━━━━━ WORKING DATA ━━━━━

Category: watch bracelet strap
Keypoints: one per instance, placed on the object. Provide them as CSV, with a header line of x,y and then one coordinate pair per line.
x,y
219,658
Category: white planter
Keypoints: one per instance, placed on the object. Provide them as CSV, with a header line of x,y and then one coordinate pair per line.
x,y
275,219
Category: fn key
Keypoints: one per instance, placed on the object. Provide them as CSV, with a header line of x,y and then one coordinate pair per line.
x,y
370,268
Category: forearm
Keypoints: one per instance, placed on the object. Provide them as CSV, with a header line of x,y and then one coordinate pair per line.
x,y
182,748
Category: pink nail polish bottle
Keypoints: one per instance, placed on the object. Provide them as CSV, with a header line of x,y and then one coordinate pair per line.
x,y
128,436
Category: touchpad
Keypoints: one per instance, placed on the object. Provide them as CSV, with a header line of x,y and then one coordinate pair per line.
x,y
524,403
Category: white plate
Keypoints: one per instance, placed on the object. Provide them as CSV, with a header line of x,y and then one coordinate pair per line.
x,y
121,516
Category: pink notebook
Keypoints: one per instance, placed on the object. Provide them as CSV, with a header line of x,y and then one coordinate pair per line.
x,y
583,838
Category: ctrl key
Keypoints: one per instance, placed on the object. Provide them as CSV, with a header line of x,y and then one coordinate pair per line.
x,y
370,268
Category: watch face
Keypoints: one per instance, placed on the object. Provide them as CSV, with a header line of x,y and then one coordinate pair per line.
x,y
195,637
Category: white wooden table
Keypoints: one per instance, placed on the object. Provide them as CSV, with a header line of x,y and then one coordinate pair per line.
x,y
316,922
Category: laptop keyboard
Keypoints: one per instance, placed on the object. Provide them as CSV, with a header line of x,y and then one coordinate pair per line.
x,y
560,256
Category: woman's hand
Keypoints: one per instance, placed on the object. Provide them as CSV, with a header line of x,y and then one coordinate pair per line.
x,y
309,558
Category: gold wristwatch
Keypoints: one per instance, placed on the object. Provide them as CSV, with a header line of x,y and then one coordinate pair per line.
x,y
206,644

━━━━━
━━━━━ WORKING DATA ━━━━━

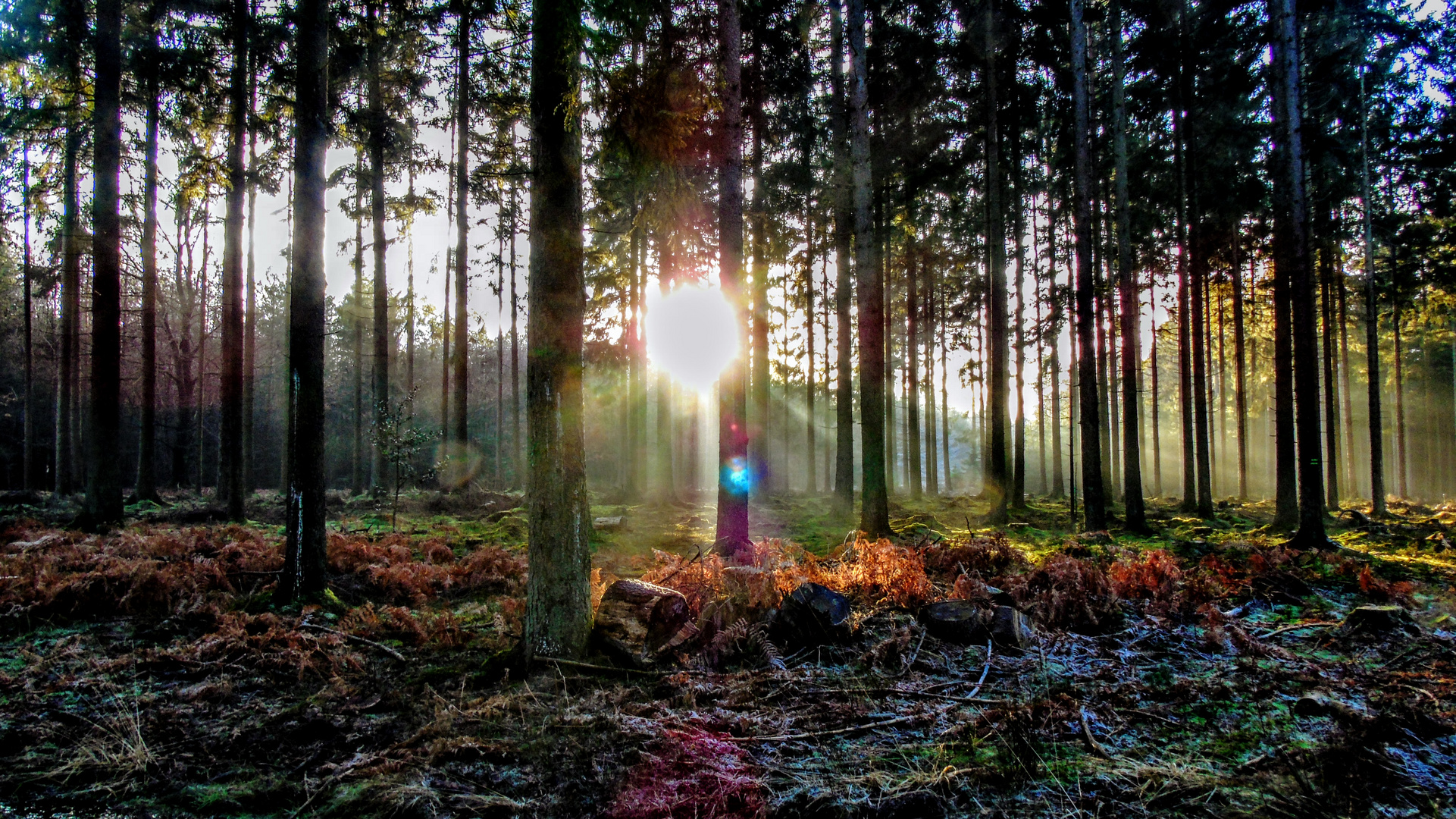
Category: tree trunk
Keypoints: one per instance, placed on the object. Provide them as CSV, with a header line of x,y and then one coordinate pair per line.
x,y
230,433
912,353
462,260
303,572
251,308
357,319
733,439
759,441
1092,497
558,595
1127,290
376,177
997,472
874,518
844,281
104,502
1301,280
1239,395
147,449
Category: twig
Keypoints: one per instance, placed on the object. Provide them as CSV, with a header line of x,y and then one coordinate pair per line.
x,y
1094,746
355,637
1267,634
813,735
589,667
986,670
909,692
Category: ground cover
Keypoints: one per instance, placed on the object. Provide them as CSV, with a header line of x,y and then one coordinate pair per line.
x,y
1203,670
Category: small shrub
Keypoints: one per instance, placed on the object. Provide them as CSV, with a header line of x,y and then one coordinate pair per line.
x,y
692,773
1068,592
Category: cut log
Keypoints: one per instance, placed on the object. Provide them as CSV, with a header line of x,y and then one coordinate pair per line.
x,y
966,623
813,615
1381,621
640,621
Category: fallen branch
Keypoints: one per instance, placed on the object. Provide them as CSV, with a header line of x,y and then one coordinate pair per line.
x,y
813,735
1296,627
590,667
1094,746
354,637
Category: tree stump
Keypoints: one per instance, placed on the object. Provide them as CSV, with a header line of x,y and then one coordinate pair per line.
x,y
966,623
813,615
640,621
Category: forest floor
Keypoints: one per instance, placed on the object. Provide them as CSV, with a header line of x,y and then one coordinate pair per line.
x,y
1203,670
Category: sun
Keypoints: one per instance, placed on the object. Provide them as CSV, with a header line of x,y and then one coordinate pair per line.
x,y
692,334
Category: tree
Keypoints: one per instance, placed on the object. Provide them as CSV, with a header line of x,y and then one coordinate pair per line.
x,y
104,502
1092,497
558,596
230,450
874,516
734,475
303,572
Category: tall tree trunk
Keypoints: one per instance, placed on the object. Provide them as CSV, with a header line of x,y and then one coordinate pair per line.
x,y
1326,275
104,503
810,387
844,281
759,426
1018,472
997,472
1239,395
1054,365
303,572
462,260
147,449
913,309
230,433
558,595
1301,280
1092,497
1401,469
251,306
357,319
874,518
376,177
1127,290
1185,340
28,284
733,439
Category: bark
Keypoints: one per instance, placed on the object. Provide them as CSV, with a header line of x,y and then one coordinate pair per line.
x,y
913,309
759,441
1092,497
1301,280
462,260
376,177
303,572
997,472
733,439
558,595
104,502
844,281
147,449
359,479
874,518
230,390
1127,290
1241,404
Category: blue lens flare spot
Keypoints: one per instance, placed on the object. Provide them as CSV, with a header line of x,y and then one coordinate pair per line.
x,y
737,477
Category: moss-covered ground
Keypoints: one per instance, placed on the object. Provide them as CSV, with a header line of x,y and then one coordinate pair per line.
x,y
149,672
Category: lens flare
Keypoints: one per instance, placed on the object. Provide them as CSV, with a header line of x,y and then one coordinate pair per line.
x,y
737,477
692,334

━━━━━

AIM OF THE TASK – Select and copy every line of the records that contains the word "tree".

SOLUTION FOR THIS TASK –
Category: tree trunk
Category: tree stump
Category: tree
Category: tall tree trunk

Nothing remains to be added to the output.